**Ejercicios:**
1. Responde estas preguntas sobre el texto acerca de los estoicos:
(a) ¿En qué libro se lee que epicúreos y estoicos osaron arrojar sus humos contra la luz de Pablo?
(b) Según los estoicos, ¿en qué consiste la salud del alma?
(c) ¿Por quién vive animada el alma, del mismo modo que el cuerpo vive animado por el alma?
2. Prosigue el texto sobre los estoicos a partir de su última oración.

**Texto seleccionado:**

No sólo hay que burlarse de ellos, sino también de los estoicos, pues estas dos sectas, la de los epicúreos y la de los estoicos, osaron arrojar sus humos contra la luz de nuestro Pablo, según leemos en los Hechos de los Apóstoles11. También los estoicos se presentan como muy fuertes; mas no por el placer del cuerpo, sino por la virtud del alma, y mantienen no temer por el mismo no temer, túrgidos de orgullo; no sanados por la sabiduría, sino endurecidos por el error. Y están tan poco sanos que pensaron poder sanar ellos mismos el alma enferma. Consideran que la salud del alma consiste en que el sabio llegue a no compadecerse siquiera. «Pues si se compadece —dicen—, siente dolor, y donde hay dolor no hay salud». ¡Oh ceguera estúpida! ¿Qué dices si la falta de dolor se debe a la falta de salud? De lo que se trata es que la falta de dolor vaya asociada a la plena salud. Así será el cuerpo y el alma de los santos en la resurrección de los muertos, en la que ellos no creen, puesto que tienen maestros incompetentes al tenerse a sí mismos por tales. Hay que distinguir la ausencia de dolor debida a la salud de la debida a la insensibilidad. Según la salud de la presente condición mortal, la carne sana siente dolor cuando es punzada. Igual es también el alma bien dotada según esta vida, que, punzada por la miseria de quien se fatiga, se compadece por misericordia. Sin embargo, la carne hecha insensible por una enfermedad más grave o muerta al haberla abandonado el espíritu, ni siquiera cuando la punzan experimenta dolor, igual que el alma de esos hombres que filosofan o, más bien, se ahogan sin Dios. Como el cuerpo vive animado por el alma, así la misma alma vive animada por Dios. Vean, pues, estos, que ni sienten dolor ni temor, si en vez de estar sanos no están muertos.

**Fragmentos del listado:**
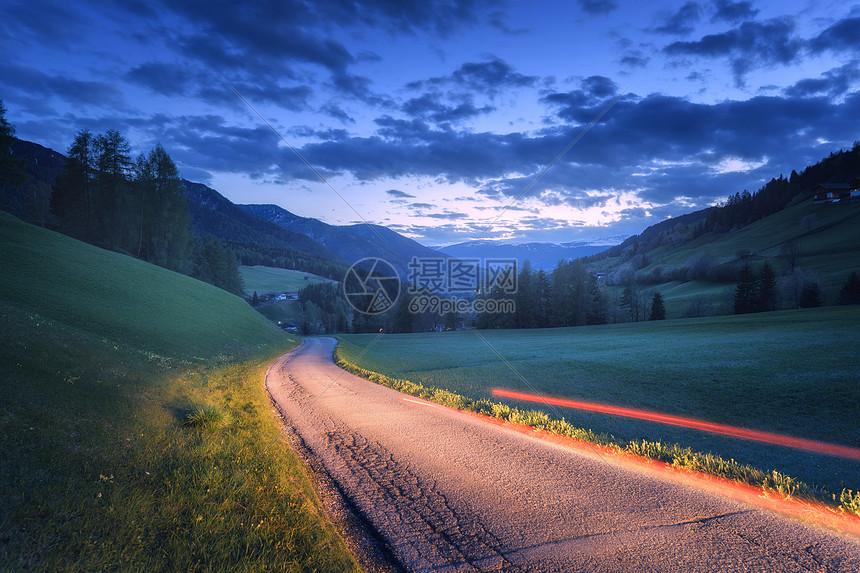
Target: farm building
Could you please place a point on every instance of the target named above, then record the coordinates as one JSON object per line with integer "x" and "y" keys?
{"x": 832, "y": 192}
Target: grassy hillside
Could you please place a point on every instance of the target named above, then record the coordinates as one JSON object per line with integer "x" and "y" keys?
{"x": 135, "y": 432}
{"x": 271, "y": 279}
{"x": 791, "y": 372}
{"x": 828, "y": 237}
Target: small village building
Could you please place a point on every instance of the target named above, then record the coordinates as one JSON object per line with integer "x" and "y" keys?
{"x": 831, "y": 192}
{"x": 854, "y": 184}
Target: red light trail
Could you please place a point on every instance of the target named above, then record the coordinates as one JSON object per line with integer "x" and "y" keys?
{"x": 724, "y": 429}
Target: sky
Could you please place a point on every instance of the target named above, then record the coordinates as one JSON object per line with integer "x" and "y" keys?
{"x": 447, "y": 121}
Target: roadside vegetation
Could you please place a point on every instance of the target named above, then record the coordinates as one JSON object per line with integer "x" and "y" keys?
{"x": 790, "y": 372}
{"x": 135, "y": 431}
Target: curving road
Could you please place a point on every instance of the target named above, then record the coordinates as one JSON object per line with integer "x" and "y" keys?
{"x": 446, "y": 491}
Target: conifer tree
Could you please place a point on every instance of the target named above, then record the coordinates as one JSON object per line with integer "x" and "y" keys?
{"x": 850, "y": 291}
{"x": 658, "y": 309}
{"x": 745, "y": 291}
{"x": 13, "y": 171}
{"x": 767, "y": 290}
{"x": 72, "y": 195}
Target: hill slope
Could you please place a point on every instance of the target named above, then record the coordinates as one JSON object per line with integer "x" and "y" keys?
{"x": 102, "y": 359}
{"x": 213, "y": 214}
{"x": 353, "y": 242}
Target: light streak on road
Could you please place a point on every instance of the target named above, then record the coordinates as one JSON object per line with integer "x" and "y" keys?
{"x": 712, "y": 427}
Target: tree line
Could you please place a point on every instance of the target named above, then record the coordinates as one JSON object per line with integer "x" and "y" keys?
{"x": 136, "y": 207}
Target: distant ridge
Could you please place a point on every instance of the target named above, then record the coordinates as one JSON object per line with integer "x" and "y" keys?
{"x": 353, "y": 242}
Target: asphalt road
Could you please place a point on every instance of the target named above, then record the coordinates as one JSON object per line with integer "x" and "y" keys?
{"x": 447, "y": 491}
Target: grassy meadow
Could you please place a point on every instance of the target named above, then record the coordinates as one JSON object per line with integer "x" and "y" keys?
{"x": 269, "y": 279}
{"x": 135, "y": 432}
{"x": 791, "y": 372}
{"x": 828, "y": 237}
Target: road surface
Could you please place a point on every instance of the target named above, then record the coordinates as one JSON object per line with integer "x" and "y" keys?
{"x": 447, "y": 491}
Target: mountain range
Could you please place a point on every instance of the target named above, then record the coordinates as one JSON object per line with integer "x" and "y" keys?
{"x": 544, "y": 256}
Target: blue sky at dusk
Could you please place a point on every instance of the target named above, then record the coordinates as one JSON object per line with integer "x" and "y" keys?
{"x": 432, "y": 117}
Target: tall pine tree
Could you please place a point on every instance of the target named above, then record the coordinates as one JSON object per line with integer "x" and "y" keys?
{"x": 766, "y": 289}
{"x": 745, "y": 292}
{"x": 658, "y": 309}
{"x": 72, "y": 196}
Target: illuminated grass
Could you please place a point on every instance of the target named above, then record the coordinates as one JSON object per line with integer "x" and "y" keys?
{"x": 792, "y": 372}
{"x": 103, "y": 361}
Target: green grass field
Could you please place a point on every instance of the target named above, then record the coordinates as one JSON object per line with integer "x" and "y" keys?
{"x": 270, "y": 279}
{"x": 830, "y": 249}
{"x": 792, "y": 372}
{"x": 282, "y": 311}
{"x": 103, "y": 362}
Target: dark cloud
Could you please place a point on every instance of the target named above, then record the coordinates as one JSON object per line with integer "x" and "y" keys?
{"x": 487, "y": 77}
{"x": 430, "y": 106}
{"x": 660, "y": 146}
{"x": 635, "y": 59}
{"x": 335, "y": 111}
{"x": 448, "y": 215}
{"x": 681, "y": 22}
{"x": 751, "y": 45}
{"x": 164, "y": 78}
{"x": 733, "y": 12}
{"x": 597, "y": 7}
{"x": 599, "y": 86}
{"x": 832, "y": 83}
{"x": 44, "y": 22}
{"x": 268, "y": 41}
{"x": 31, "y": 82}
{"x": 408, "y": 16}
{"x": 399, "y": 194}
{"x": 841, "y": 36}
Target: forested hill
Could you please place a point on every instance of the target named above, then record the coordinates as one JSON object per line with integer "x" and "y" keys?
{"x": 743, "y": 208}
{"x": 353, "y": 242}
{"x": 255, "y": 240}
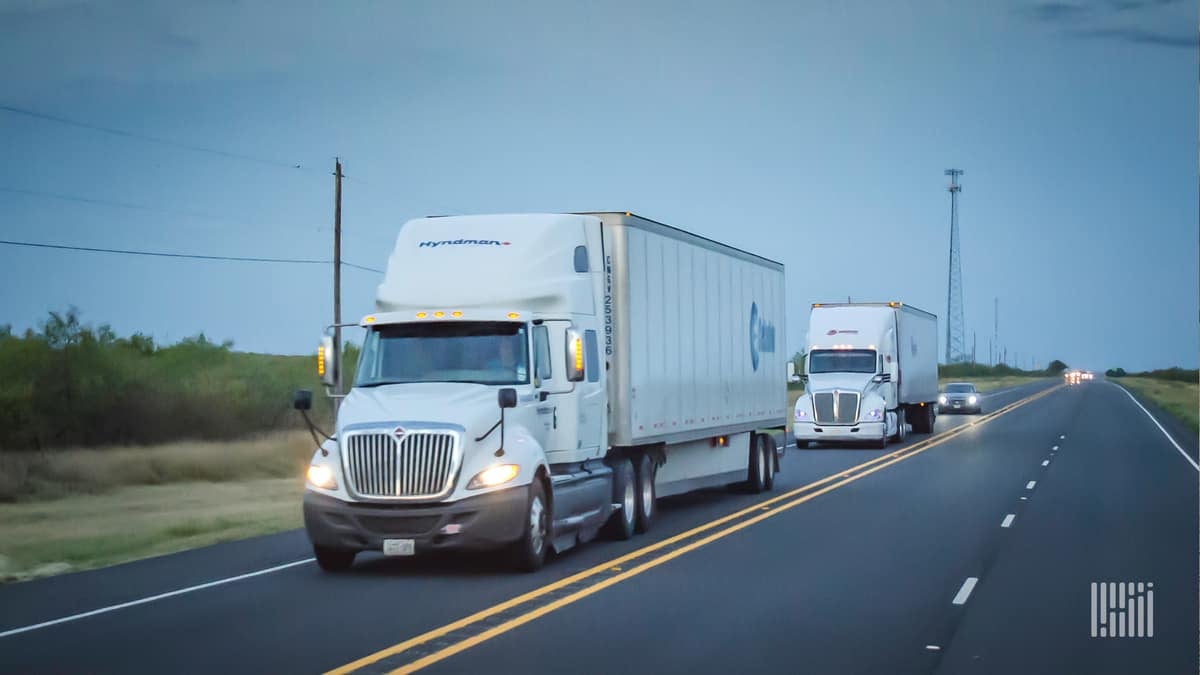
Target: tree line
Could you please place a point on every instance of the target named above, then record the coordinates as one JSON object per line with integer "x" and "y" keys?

**Respuestas:**
1.
(a) En los Hechos de los Apóstoles.
(b) En que el sabio llegue a no compadecerse siquiera.
(c) Por Dios.

2.
3. 4. Tema, pues, el cristiano antes de que el amor perfecto arroje el temor; crea y comprenda que es un peregrino alejado del Señor12 mientras viva en este cuerpo que se corrompe y apesga al alma13. Tanto menor sea el temor cuanto más cerca esté la patria a la que tendemos. El temor debe ser mayor en los que peregrinan, menor en los que ya están cerca, y nulo en quienes ya han llegado. De esta manera, el temor lleva a la caridad, y la perfecta caridad arroja fuera el temor14. Tema el cristiano no a quienes dan muerte al cuerpo y nada más pueden hacer, sino a quien tiene poder para arrojar cuerpo y alma al fuego eterno15. Pero hay otro temor del Señor, casto, que permanece por los siglos de los siglos16. A ese no lo echa fuera la caridad perfecta, pues de lo contrario no permanecería por los siglos de los siglos. No se añadió en vano la palabra casto tras haber mencionado el temor del Señor, y de esta manera continuó: que permanece por los siglos de los siglos. ¿Por qué si no porque aquel temor al que echa fuera la caridad punza al alma precisamente para que no pierda lo que ama en las criaturas, o la salud misma, o el descanso corporal, o algo parecido, tras la muerte? Por eso, también en los infiernos se temen las penas, dolores y tormentos de la gehenna. Mas cuando el alma se cuida de que Dios no la abandone tras haberlo abandonado a él, aparece el temor casto, que permanece por los siglos de los siglos, del que podría hablar más prolijamente si el sermón, ya demasiado largo, no me obligase a tener consideración con mis fuerzas de anciano y quizá con vuestra saciedad.